** begin ITEMS **

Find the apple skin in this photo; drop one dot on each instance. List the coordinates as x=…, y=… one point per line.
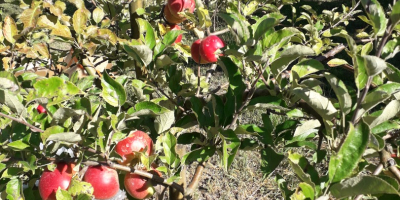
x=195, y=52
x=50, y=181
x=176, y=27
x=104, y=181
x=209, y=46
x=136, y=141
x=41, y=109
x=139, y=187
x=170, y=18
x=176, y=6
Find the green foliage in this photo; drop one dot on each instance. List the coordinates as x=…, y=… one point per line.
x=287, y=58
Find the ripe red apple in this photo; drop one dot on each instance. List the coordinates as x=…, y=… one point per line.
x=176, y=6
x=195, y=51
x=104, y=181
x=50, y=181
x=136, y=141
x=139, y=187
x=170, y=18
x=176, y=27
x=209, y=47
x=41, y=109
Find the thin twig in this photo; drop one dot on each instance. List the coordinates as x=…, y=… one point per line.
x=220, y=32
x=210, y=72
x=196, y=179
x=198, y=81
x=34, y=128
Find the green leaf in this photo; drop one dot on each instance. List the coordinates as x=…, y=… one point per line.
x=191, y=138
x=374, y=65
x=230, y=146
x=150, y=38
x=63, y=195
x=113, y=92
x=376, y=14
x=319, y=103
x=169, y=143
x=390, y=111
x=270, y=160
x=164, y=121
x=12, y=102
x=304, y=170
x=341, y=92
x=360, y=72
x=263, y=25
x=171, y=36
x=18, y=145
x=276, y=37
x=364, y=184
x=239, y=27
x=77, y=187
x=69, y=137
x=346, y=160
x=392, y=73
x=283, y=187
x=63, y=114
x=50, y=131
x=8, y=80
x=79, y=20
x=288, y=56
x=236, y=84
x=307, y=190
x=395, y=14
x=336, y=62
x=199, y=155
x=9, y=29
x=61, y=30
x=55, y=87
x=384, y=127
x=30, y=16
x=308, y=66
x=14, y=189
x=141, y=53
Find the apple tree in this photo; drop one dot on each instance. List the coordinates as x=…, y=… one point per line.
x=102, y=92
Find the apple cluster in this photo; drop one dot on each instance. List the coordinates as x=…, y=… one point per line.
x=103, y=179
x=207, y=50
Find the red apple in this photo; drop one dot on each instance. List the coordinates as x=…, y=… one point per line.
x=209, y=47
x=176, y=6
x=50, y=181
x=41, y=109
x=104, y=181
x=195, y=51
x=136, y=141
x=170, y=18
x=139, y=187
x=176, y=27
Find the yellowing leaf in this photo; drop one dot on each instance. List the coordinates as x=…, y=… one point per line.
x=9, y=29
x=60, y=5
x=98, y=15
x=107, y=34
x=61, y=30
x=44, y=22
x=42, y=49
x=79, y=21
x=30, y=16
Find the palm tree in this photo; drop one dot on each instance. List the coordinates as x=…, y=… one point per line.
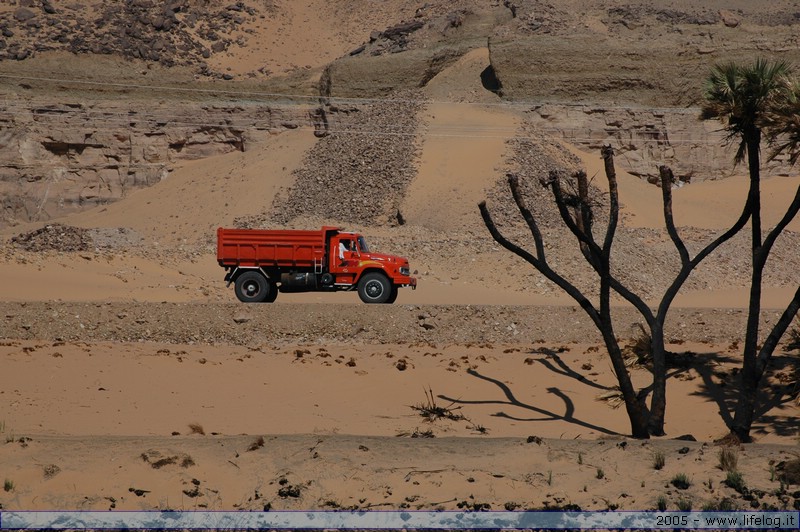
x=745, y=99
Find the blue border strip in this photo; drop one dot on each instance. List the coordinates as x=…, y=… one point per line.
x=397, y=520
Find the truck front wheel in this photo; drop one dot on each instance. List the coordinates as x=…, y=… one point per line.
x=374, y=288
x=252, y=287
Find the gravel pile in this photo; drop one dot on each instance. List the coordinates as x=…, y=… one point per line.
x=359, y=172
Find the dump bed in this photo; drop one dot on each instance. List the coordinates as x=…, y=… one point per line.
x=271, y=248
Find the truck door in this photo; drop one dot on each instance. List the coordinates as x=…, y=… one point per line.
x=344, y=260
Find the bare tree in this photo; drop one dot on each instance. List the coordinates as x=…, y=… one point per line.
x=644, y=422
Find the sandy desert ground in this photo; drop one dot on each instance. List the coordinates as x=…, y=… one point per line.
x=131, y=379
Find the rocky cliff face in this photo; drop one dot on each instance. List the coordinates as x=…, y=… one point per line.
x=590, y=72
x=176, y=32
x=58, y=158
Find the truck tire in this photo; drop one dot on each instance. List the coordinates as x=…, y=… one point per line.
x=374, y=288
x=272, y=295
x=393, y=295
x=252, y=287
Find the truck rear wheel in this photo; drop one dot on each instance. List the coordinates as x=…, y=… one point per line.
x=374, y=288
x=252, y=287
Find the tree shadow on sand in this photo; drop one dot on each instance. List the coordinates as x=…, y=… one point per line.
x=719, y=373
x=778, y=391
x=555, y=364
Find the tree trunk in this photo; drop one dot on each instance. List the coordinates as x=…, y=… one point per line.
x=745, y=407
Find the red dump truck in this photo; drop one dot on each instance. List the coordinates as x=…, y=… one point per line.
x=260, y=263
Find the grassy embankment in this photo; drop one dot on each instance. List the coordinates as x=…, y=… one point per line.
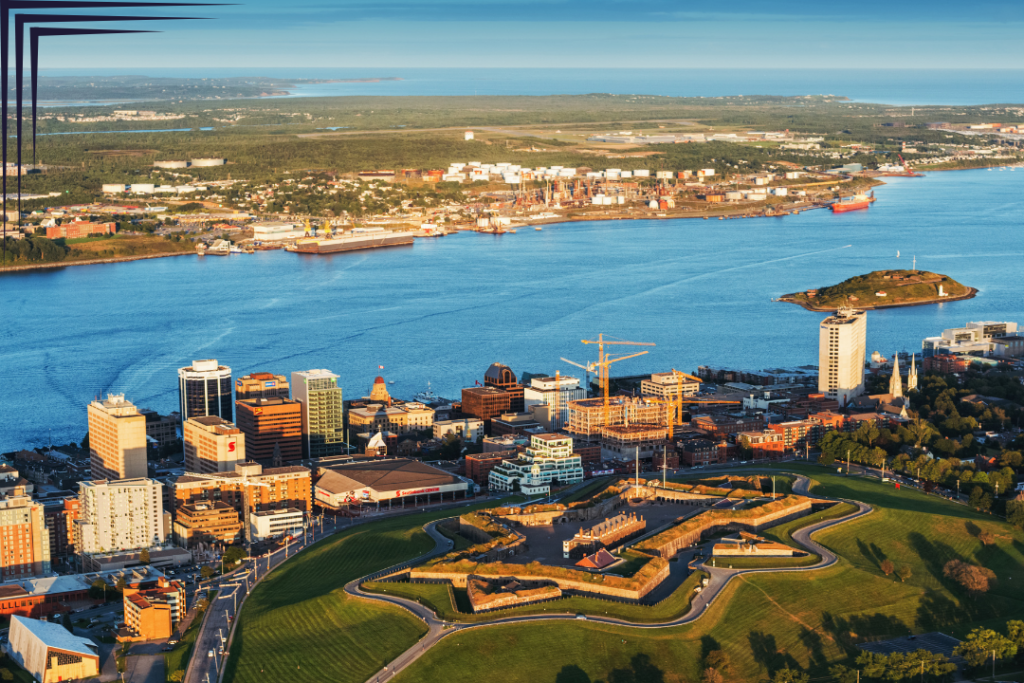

** end ITEMS **

• **THE EXERCISE**
Output each line exactly; omit every picture.

• **REPLY**
Find the apple skin in this photo; drop one dot on each instance. List the coordinates as x=…, y=… one point per line.
x=195, y=52
x=50, y=181
x=176, y=27
x=104, y=181
x=209, y=46
x=136, y=141
x=41, y=109
x=139, y=187
x=170, y=18
x=176, y=6
Find the green foliage in this photo; drop one dot on each instance. List the coordinates as x=…, y=… one point per line.
x=287, y=58
Find the ripe red apple in this photo; drop one dot on each instance. List the coordinates as x=…, y=… one point per line.
x=176, y=6
x=195, y=51
x=104, y=181
x=50, y=181
x=136, y=141
x=139, y=187
x=170, y=18
x=176, y=27
x=209, y=47
x=41, y=109
Find the thin twig in this photo; drop one dot on each instance. List the coordinates as x=…, y=… one point per line.
x=220, y=32
x=210, y=72
x=196, y=179
x=198, y=81
x=34, y=128
Find the green leaf in this photo; drop one dot on each instance. List the coordinates as x=…, y=… one point per line.
x=191, y=138
x=374, y=65
x=230, y=146
x=150, y=38
x=63, y=195
x=113, y=92
x=376, y=14
x=319, y=103
x=169, y=143
x=390, y=111
x=270, y=160
x=164, y=121
x=12, y=102
x=304, y=170
x=341, y=92
x=360, y=72
x=263, y=25
x=171, y=36
x=18, y=145
x=276, y=37
x=364, y=184
x=239, y=27
x=77, y=187
x=69, y=137
x=346, y=160
x=392, y=73
x=283, y=187
x=63, y=114
x=50, y=131
x=8, y=80
x=79, y=20
x=288, y=56
x=236, y=84
x=307, y=190
x=395, y=14
x=336, y=62
x=199, y=155
x=9, y=29
x=61, y=30
x=55, y=87
x=384, y=127
x=30, y=16
x=308, y=66
x=14, y=189
x=141, y=53
Find the apple tree in this photo; drop one dot on each instance. List the coordinates as x=…, y=… one point per line.
x=102, y=92
Find the apple cluster in this photo; drop one dot on each instance. List the coordinates as x=…, y=… one point per line.
x=103, y=179
x=207, y=50
Find the red apple in this photo; drop one dot on each instance. List the coordinates as x=…, y=… one point per line.
x=209, y=47
x=176, y=6
x=50, y=181
x=41, y=109
x=104, y=181
x=195, y=51
x=136, y=141
x=170, y=18
x=139, y=187
x=176, y=27
Find the yellowing leaf in this photo; drop one dot on each instance. List the coordinates as x=…, y=… one point per line.
x=9, y=29
x=60, y=5
x=98, y=15
x=107, y=34
x=61, y=30
x=44, y=22
x=42, y=49
x=79, y=21
x=30, y=16
Find the palm tree in this photo; drop one dot on each instance. List the coordinates as x=…, y=… one point per line.
x=745, y=99
Find the blue border strip in this photo; drop one dot on each instance. List the coordinates as x=…, y=… one point per line.
x=397, y=520
Find the truck front wheel in this photo; drop one dot on each instance. List the coordinates as x=…, y=… one point per line.
x=374, y=288
x=252, y=287
Find the gravel pile in this photo; drop one dot on each instance. List the coordinates as x=…, y=… one point per line.
x=359, y=172
Find the dump bed in this photo; drop one dot on each instance. List the coordinates as x=…, y=… one point per line.
x=271, y=248
Find the truck door in this photo; drop one dot on each instance. List the coordinates as x=…, y=… one point per line.
x=344, y=260
Find the bare tree in this photo; drop one dot on each instance. List the coordinates as x=…, y=… one point per line.
x=644, y=422
Find the sandy desert ground in this photo; drop one dot on each instance. List the coordinates as x=…, y=… one point per line.
x=131, y=379
Find the rocky cliff face in this photo; drop one dot on each instance. List the coordinates as x=…, y=… one point per line.
x=590, y=72
x=176, y=32
x=58, y=158
Find the truck tire in this photo; drop one dot on each instance. List the coordinates as x=…, y=… one point per line.
x=374, y=288
x=272, y=295
x=393, y=295
x=252, y=287
Find the truck rear wheel in this photo; drop one dot on each instance. List the coordinates as x=…, y=… one point per line.
x=374, y=288
x=252, y=287
Find the tree shadow on sand in this photo; drop one dot on each instance. List the coordinates as x=…, y=… one point per line.
x=719, y=373
x=778, y=391
x=555, y=364
Find the tree trunk in this photo; drop one dot on each instance. List the coordinates as x=…, y=… one point per line.
x=745, y=407
Find the red dump truck in this photo; drop one dot on each instance. List the coordinates as x=…, y=… one point per line.
x=260, y=263
Find the grassy embankment in this photo; drop one dot on each instance. List the coordinates as x=…, y=… one point per line.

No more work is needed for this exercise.